◆ **TO DO**:
1) Transcribe the passage about Frederick between "It was a peculiarity" and "or took advice.", inclusive.
2) According to the passage about Frederick, between what hours did the suppers at Sans Souci last?
==== EXTRACT ====
On one occasion, when the king had sent him a manuscript to revise, he
sarcastically exclaimed to the royal messenger, “When will his majesty
be done with sending me his dirty linen to wash?” This speech was
repeated to the king. He did not lose his revenge.

Frederick was endowed with brilliant powers of conversation. He was
fond of society, where he could exercise and display these gifts and
accomplishments. Frequent suppers were given at Sans Souci, which
lasted from half past eight till midnight. Gentlemen only - learned
men - were invited to these entertainments. Frederick was not an
amiable man. He took pleasure in inflicting the keenest pain possible
with his satirical tongue. No friend was spared. The more deeply he
could strike the lash into the quivering nerves of sensibility, the
better he seemed pleased with himself.

He could not but respect his wife. Her character was beyond all
possible reproach. She never uttered a complaint, was cheerful and
faithful in every duty. She had rooms assigned her on the second floor
of the Berlin palace, where she was comfortably lodged and fed, and
had modest receptions every Thursday, which were always closed at nine
o’clock. A gentleman writes from Berlin at this time:

“The king esteems his wife, and can not endure her. It was but a few
days ago she handed him a letter petitioning for some things of which
she had the most pressing want. Frederick took the letter with that
most smiling, gracious air, which he assumes at pleasure, and, without
breaking the seal, tore it up before her face, made her a profound bow,
and turned his back on her.”

“The king respects his mother,” the same writer adds. “She is the only
female to whom he pays any sort of attention. She is a good, fat woman,
who moves about in her own way.”

It was a peculiarity quite inexplicable which led Frederick to exclude
females from his court. His favorites were all men - men of some
peculiar intellectual ability. He sought their society only. With the
exception of his sister, and occasionally some foreign princess, ladies
were seldom admitted to companionship with him. He was a cold, solitary
man, so self-reliant that he seldom asked or took advice.
==== DATASET EXTRACT ====
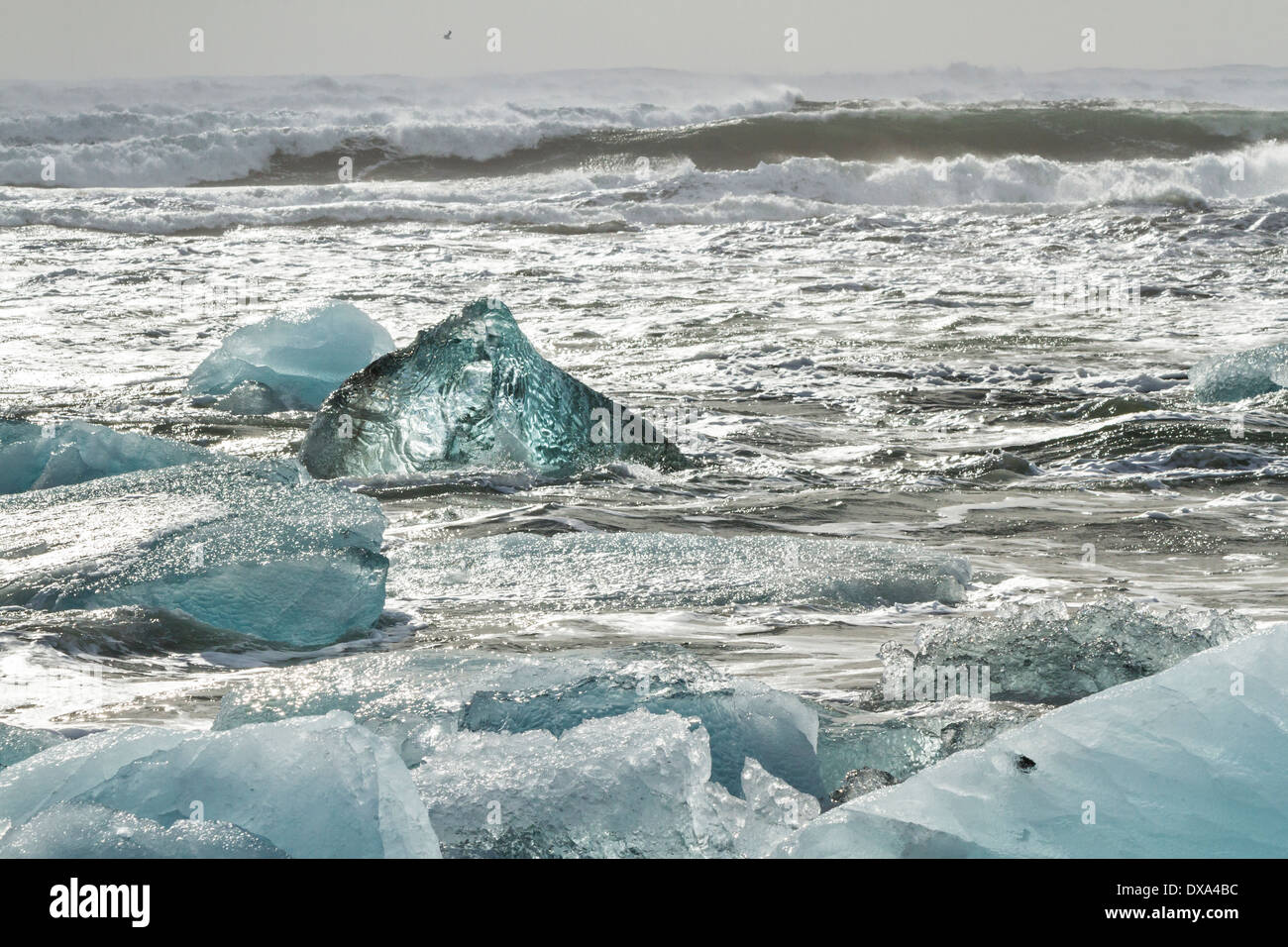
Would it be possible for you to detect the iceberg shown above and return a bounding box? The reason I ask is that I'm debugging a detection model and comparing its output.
====
◆ **WRITTEN RESPONSES**:
1)
It was a peculiarity quite inexplicable which led Frederick to exclude
females from his court. His favorites were all men - men of some
peculiar intellectual ability. He sought their society only. With the
exception of his sister, and occasionally some foreign princess, ladies
were seldom admitted to companionship with him. He was a cold, solitary
man, so self-reliant that he seldom asked or took advice.

2) From half past eight till midnight.